#### REKORDY ZBIORU DANYCH
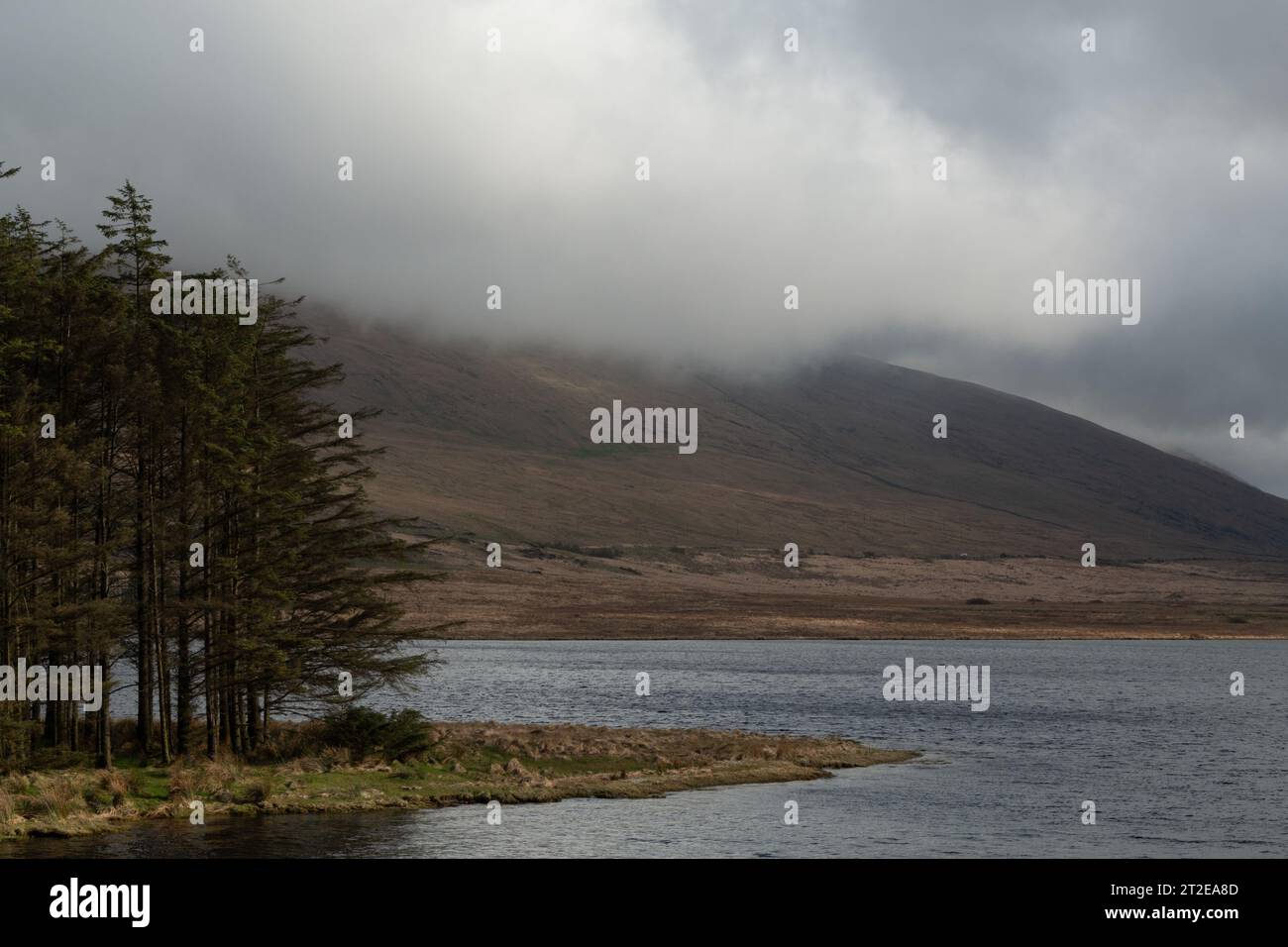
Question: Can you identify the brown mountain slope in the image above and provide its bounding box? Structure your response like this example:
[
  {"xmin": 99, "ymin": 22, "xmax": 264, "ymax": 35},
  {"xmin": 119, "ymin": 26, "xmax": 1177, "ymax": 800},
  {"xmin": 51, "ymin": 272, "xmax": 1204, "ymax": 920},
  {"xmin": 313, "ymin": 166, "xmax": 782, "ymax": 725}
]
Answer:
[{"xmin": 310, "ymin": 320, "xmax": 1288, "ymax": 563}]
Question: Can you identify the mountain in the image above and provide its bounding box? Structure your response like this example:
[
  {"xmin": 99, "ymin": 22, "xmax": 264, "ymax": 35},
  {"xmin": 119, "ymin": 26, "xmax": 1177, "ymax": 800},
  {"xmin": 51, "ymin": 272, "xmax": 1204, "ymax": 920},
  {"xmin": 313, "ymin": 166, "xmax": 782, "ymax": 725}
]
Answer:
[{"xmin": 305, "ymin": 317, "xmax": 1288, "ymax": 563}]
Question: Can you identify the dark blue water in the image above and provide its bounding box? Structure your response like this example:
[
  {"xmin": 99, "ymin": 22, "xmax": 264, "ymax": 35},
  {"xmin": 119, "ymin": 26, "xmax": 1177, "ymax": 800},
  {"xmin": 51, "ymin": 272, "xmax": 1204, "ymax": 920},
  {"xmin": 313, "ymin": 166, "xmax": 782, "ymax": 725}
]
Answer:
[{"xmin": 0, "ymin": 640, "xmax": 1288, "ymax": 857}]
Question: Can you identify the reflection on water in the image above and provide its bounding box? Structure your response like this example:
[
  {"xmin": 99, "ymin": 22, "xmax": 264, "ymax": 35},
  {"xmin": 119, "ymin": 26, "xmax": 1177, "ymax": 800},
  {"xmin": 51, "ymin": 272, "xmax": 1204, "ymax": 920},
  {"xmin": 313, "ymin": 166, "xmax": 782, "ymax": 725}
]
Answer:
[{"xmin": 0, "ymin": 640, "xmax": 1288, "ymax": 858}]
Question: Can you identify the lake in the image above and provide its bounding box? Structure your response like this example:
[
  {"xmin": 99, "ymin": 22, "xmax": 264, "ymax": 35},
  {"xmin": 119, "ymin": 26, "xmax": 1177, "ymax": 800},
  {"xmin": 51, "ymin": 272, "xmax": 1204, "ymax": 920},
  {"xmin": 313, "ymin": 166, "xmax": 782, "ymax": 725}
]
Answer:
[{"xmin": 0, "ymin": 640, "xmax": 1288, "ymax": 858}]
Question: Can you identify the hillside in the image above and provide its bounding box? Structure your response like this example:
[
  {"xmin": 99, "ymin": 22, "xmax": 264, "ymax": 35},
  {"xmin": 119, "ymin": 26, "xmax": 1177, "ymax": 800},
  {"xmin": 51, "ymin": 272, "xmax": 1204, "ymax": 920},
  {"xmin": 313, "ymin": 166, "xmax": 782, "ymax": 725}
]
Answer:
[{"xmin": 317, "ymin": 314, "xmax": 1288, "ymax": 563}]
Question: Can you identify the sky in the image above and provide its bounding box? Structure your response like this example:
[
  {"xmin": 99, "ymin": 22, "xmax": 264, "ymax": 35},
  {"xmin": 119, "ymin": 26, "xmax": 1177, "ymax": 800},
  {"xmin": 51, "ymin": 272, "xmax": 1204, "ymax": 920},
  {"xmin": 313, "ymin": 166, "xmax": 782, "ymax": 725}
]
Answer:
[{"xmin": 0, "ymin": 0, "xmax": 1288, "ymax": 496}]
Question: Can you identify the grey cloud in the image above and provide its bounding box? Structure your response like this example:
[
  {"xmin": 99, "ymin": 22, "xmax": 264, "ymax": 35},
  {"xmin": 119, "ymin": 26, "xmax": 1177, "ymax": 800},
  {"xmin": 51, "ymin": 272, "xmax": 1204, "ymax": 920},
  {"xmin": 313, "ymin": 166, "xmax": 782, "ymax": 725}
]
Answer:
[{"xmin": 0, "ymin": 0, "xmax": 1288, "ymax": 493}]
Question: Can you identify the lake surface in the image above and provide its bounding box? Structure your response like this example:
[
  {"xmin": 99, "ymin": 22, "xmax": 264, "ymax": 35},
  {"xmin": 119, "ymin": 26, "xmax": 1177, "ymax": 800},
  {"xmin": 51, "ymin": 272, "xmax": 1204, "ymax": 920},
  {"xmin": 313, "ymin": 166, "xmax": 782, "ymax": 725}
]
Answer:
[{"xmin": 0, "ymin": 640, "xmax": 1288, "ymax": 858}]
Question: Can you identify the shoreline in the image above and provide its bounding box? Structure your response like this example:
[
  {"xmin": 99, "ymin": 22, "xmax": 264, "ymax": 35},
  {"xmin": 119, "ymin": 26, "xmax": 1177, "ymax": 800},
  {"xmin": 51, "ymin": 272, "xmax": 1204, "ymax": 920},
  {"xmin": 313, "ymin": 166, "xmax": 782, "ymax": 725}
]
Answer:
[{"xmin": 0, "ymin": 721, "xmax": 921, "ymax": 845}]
########
#### REKORDY ZBIORU DANYCH
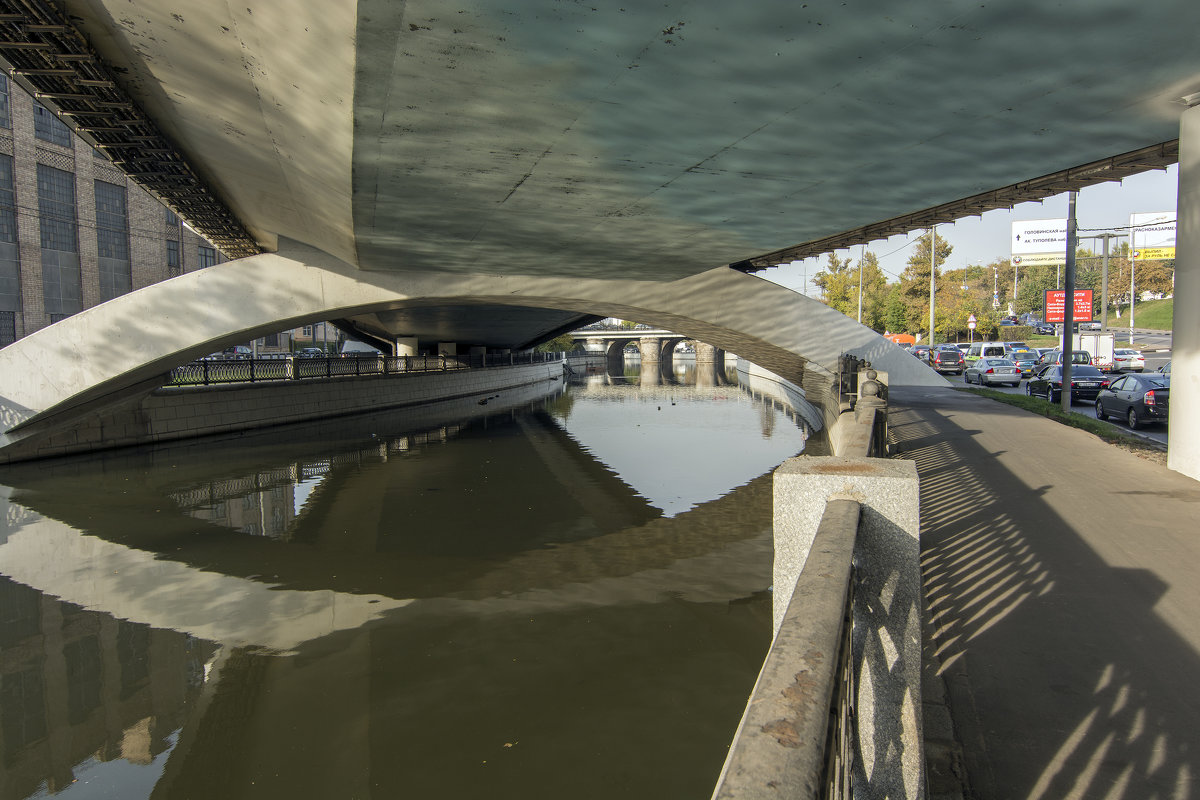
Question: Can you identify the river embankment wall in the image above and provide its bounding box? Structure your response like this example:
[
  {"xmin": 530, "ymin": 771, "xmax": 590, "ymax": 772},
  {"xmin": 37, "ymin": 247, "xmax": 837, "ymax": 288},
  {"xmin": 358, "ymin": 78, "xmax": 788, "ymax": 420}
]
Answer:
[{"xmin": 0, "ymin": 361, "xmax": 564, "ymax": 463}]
########
● **ZADANIE**: Wyszukaj w powyższych wierszach wszystkie, w których występuje słowo "lake", i przepisz każdy z nich.

● **ROZWIĄZANIE ZADANIA**:
Question: Can you identify the lake in the image above and provide its bounding box? Structure your response like this example:
Question: Can you identify the lake surface in the image above and provide its bounding box? Structure your response like this example:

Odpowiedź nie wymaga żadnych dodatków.